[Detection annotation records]
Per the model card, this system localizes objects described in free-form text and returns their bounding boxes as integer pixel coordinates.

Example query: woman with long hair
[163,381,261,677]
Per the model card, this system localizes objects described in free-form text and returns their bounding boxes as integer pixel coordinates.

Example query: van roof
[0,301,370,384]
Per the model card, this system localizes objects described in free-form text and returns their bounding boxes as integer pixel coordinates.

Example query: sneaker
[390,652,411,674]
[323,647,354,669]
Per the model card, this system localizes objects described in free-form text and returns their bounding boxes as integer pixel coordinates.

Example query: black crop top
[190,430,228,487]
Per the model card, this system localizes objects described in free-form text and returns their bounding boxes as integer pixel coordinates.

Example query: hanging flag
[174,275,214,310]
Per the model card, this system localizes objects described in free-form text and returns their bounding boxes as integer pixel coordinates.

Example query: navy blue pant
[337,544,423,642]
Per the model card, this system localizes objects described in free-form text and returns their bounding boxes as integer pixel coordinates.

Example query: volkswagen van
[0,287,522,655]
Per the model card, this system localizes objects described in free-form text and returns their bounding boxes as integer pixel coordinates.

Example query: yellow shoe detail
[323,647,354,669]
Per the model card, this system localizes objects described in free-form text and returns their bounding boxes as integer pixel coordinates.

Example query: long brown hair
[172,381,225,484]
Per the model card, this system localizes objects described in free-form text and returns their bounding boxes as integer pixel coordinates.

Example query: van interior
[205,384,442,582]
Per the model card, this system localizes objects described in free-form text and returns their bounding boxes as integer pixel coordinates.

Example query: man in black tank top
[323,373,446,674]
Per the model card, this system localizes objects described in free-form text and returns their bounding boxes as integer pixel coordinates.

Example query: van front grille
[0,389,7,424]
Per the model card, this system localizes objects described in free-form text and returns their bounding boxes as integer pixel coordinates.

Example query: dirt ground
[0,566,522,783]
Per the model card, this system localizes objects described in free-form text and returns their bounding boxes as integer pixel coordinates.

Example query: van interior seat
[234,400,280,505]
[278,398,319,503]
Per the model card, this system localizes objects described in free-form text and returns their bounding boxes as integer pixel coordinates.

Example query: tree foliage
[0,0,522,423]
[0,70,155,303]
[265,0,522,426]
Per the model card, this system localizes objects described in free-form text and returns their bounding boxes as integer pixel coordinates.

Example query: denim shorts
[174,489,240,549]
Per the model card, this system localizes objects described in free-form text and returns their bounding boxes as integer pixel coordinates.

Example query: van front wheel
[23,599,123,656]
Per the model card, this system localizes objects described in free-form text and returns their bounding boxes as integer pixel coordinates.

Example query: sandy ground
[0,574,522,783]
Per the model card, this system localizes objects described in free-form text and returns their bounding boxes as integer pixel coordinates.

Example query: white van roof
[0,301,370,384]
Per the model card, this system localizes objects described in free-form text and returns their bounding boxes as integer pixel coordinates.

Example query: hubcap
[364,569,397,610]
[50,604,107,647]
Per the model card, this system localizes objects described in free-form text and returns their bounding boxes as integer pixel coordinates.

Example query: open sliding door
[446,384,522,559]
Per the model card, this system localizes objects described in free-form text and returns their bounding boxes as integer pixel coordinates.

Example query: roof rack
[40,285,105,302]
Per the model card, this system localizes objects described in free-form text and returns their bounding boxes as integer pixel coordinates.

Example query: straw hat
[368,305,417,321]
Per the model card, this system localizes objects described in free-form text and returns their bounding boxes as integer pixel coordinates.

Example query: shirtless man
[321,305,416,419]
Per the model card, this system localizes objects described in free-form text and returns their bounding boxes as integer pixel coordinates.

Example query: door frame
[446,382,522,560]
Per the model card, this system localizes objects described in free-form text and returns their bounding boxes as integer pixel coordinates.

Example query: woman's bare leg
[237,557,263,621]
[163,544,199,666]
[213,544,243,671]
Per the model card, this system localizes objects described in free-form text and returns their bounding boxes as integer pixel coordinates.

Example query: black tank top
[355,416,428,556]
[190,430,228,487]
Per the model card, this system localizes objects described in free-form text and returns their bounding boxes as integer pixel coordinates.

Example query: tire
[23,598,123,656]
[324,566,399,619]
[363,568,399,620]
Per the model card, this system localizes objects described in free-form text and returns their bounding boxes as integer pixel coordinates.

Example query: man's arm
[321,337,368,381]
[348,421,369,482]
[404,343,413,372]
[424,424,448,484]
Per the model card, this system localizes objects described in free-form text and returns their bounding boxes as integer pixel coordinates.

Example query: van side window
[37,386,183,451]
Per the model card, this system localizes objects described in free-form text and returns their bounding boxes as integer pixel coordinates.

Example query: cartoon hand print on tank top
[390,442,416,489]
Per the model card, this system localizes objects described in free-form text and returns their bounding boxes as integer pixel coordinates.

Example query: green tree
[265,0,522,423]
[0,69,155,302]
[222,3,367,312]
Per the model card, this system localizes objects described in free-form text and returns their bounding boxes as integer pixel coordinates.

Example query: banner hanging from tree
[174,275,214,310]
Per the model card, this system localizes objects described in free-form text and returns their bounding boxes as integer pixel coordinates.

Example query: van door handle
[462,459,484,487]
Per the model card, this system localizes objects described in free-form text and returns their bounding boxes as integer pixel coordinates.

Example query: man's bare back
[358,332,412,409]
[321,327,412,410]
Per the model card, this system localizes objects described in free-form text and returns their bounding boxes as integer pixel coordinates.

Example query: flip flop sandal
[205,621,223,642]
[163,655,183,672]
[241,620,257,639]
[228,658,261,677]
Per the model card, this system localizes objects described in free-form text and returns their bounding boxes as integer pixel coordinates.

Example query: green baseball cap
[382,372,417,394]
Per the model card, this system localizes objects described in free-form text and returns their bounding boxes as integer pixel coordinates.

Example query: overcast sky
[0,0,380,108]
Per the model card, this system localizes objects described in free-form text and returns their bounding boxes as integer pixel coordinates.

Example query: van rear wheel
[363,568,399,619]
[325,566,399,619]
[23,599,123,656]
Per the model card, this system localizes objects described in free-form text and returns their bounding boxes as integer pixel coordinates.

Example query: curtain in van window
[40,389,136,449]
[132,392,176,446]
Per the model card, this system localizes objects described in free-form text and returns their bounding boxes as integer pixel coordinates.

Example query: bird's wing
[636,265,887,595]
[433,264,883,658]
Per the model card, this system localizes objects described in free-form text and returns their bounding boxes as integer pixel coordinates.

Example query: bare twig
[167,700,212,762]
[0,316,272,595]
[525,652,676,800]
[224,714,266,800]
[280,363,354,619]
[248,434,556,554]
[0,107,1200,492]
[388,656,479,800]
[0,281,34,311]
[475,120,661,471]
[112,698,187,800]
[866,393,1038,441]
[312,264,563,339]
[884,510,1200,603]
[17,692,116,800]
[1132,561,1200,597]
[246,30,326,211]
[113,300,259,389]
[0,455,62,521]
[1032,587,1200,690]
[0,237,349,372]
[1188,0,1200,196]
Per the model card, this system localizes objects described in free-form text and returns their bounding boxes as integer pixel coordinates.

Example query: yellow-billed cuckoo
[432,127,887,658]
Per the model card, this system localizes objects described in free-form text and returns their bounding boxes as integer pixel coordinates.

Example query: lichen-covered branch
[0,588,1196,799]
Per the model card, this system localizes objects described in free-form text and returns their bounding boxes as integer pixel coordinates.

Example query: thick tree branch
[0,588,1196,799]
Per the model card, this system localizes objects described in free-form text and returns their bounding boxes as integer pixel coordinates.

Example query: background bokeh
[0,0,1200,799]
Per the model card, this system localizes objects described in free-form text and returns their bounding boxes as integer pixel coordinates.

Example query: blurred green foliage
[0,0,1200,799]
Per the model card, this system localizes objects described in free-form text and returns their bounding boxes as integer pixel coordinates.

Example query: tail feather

> SET TASK
Return each line of the records that contains the string "long", matching case exactly.

> OUTPUT OF THE EXERCISE
Example query: woman with long hair
Example query: long brown hair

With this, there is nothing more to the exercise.